DOCUMENTO DE ORIGEM >>

Em meio a tanta morte cruel e sem sentido em massacres, desastres evitáveis e clínicas assassinas, o Brasil consegue produzir, de vez em quando, notícias que aquecem o coração e reacendem a esperança.

É esse o caso da revelação de que passam dos 5 milhões as pessoas que se libertaram da pobreza absoluta graças à estabilização trazida pelo Real.

A rigor, a novidade está apenas no cálculo quantificado e preciso. Os que viveram de perto a aventura do Real hão de se lembrar, com efeito, de que o impacto da nova moeda contra as formas extremas da pobreza foi fulminante e imediato.

Nos 15 primeiros dias de julho de 1994, os únicos setores do comércio que acusaram forte aumento no consumo de alimentos, roupas e até móveis foram as lojas populares da periferia.

Foi a demonstração palpável de que não era mera coincidência sermos, ao mesmo tempo, o país da inflação crônica por excelência e um dos mais aberrantes e escandalosos exemplos de concentração de renda.

É certo que na raiz da miséria brasileira se encontram a escravidão, o latifúndio e o subdesenvolvimento herdado da colônia. Não é menos certo, porém, que, por décadas, os aumentos salariais a duras penas arrancados pelos sindicatos eram, em semanas ou dias, engolidos pela aceleração da inflação.

É por isso que a estabilização foi e continua a ser precondição indispensável de qualquer esforço eficaz e durável para melhorar o perfil da distribuição de renda e reduzir a pobreza.

TRECHOS DE DADOS >>
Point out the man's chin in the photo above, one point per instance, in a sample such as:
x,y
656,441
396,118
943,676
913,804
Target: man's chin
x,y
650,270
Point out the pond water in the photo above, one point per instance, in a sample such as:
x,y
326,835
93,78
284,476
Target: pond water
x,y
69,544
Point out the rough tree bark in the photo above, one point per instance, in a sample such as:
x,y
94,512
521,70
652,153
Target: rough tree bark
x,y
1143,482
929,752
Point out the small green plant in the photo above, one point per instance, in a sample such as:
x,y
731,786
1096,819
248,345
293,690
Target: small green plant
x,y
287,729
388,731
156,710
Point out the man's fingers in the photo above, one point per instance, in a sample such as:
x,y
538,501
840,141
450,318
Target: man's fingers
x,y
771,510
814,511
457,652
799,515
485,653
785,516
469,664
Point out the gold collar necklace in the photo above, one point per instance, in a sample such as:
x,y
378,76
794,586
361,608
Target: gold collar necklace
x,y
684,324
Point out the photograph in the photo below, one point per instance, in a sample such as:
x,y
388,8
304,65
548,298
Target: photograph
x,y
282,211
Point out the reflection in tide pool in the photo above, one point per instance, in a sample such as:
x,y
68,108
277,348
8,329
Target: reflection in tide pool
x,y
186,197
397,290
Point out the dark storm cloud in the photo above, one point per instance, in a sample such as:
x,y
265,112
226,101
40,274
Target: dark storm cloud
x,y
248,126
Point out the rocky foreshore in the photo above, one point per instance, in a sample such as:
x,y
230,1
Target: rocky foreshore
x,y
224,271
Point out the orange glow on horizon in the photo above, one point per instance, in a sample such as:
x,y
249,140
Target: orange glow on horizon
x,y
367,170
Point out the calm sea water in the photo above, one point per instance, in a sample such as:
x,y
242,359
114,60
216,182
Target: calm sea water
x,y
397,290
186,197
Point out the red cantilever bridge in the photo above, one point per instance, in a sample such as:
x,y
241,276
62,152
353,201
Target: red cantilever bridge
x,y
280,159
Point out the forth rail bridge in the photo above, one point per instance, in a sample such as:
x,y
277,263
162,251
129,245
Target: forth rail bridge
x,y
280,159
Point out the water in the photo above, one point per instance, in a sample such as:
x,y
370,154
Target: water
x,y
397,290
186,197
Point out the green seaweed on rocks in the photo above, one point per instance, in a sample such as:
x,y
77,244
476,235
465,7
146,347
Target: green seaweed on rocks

EXPLORE O MATERIAL >>
A – No texto sobre o Real, quais foram os únicos setores do comércio com forte aumento no consumo nos 15 primeiros dias de julho de 1994?
B – Por favor, retome o texto sobre o Real logo após a última frase.

LISTA DE RESPOSTAS >>
A – As lojas populares da periferia.

B –
Indispensável, mas não suficiente, pois sem crescimento rápido a estabilidade pode facilmente virar sinônimo de estagnação e desemprego. À medida, assim, que se consolida a estabilidade, mediante as reformas estruturais e o equilíbrio das contas do governo, é preciso pisar no acelerador e crescer pelo menos 7% ao ano, a fim de gerar contínua expansão de emprego.

Mesmo isso não basta, se não tocarmos na estrutura da propriedade agrária e se os resultados do crescimento continuarem concentrados em poucas mãos, como nos anos do falso milagre.

Acima de tudo, deve-se garantir o êxito do esforço do atual governo para melhorar substancialmente a qualidade da educação primária, secundária e técnica, chave para produzir gente mais qualificada para empregos de melhor salário.

A fim de evitar a conversa fiada do passado, poderíamos buscar inspiração na proposta japonesa de uma estratégia de desenvolvimento para o século 21 que se traduza num calendário de metas quantificáveis.

O Japão está propondo, por exemplo, que a comunidade internacional se comprometa a alcançar os seguintes objetivos no ano 2015: educação primária universal em todos os países, redução em dois terços da mortalidade infantil e de metade na proporção dos que vivem abaixo da linha da pobreza.

Impossível? Irrealista? A China, até 40 anos atrás sinônimo de caso desesperado, em menos de uma década dobrou sua renda “per capita” e fez despencar a incidência da pobreza de um terço para um décimo! É verdade que sua economia cresceu 9% anuais durante 17 anos ininterruptos, e suas exportações aumentaram dez vezes em 15 anos.

Em lugar do palavreado dos nossos discursos, essa abordagem nos daria objetivos definidos em números, fáceis de aferir e controlar. Obrigaria os executivos, as assembléias, a sociedade em geral a elaborar orçamentos com recursos distribuídos ao longo de vários anos. Seria um argumento poderoso em favor das reformas, pois forçaria a escolha entre o desperdício e o investimento social.

Quem se sentir tentado a descartar a idéia como inviável deve lembrar que, na memória coletiva do Brasil, o símbolo do êxito continua a ser o Programa de Metas de Juscelino.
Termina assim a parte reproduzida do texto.